RFR(M): 8216060: [PPC64] Vector CRC implementation should be used by interpreter and be faster for short arrays
Lindenmaier, Goetz
goetz.lindenmaier at sap.com
Fri Jan 18 11:03:15 UTC 2019
Hi Martin,
I had a look at your change.
Overall looks good. According to Gustavos mail a nice improvement!
I think though that the way to select the algorithm is quite
messy:
In templateInterpreter vpmsumb is checked and the methods are
called directly.
In stubGenerator, generate_CRC32...()
vpmsumb is tested to decide on vector_constants = R2.
and generic generate_CRC_updateBytes is called, which
again checks whether verctor_constants == R2.
I think generate_CRC_updateBytes() or some other generic
function should be located in macroAssembler_ppc and
be called from both locations.
What do you think?
Best regards,
Goetz
> -----Original Message-----
> From: Doerr, Martin
> Sent: Donnerstag, 17. Januar 2019 14:18
> To: Gustavo Romero <gromero at linux.vnet.ibm.com>; 'hotspot-compiler-
> dev at openjdk.java.net' <hotspot-compiler-dev at openjdk.java.net>;
> Lindenmaier, Goetz <goetz.lindenmaier at sap.com>
> Subject: RE: RFR(M): 8216060: [PPC64] Vector CRC implementation should be
> used by interpreter and be faster for short arrays
>
> Hi,
>
> the rebased webrev.01 applies on jdk/jdk, now (after JDK-8216376). So the
> issue Gustavo had observed does not longer exist.
> http://cr.openjdk.java.net/~mdoerr/8216060_PPC64_CRC/webrev.01/
>
> I have updated copyrights and retested it.
>
> Best regards,
> Martin
>
>
> -----Original Message-----
> From: Gustavo Romero <gromero at linux.vnet.ibm.com>
> Sent: Montag, 7. Januar 2019 14:52
> To: Doerr, Martin <martin.doerr at sap.com>; 'hotspot-compiler-
> dev at openjdk.java.net' <hotspot-compiler-dev at openjdk.java.net>
> Subject: Re: RFR(M): 8216060: [PPC64] Vector CRC implementation should be
> used by interpreter and be faster for short arrays
>
> Hi Martin,
>
> On 01/07/2019 11:49 AM, Doerr, Martin wrote:
> > I want to check all places where we use "mr(R1_SP, R21_sender_SP)".
> There may be more issues with that. I'll probably handle that in a separate
> change and push this CRC change afterwards.
>
> I see. Thanks for letting me know.

DATASET EXCERPTS –
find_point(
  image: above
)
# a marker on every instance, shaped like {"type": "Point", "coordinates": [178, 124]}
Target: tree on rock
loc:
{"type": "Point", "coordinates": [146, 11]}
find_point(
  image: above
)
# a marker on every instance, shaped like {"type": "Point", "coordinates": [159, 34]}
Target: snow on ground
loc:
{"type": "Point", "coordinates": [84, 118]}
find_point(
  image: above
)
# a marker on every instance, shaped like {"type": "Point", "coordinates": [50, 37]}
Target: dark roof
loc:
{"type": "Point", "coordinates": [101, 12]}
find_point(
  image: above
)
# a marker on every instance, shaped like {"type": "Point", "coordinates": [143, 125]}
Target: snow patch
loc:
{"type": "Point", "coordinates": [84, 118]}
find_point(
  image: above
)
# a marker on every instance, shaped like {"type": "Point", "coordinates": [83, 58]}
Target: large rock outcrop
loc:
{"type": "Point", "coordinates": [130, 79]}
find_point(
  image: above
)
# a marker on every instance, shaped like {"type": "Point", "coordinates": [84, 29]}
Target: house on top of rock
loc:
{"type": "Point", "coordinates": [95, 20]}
...
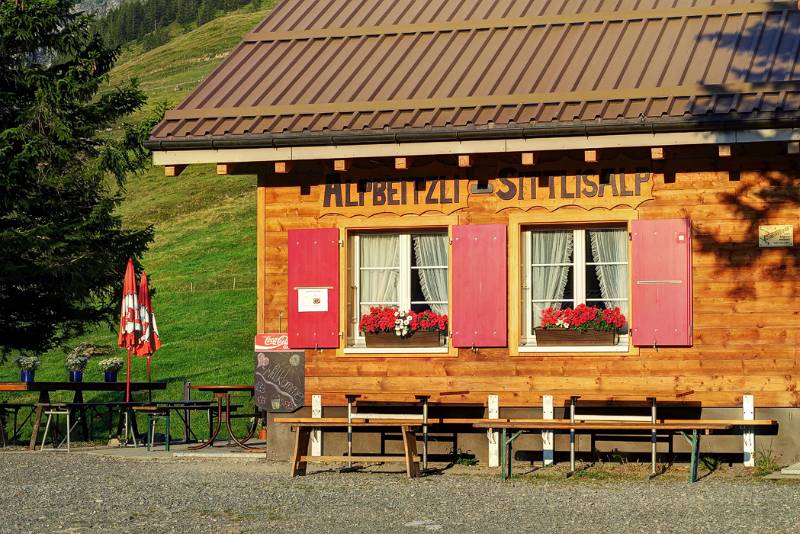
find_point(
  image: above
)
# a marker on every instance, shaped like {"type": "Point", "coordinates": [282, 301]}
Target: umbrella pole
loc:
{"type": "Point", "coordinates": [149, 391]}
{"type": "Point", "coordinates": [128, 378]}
==
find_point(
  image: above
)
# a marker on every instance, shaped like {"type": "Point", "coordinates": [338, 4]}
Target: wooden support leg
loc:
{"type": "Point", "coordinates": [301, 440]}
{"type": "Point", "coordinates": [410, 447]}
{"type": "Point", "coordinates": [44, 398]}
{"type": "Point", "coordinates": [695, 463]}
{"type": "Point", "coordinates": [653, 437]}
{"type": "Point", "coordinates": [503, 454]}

EXERCISE AIM –
Answer these questions using the code review thread:
(a) In which file does Goetz suggest placing generate_CRC_updateBytes() or some other generic function?
(b) After which issue does the rebased webrev.01 apply on jdk/jdk?
(c) Which call does Martin want to check in every place it is used?

FULL SOLUTION –
(a) macroAssembler_ppc
(b) JDK-8216376
(c) "mr(R1_SP, R21_sender_SP)"